[Stored records]

▬▬▬▬▬▬

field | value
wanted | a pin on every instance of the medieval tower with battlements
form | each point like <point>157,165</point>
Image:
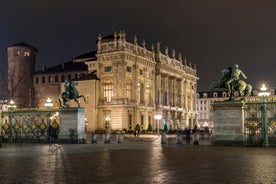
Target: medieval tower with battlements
<point>21,65</point>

▬▬▬▬▬▬

#### [Problem to work on]
Skip the pictures, then write out every entry exactly.

#### [Answer box]
field | value
wanted | a pin on every instance of the medieval tower with battlements
form | each point like <point>157,165</point>
Image:
Target: medieval tower with battlements
<point>21,65</point>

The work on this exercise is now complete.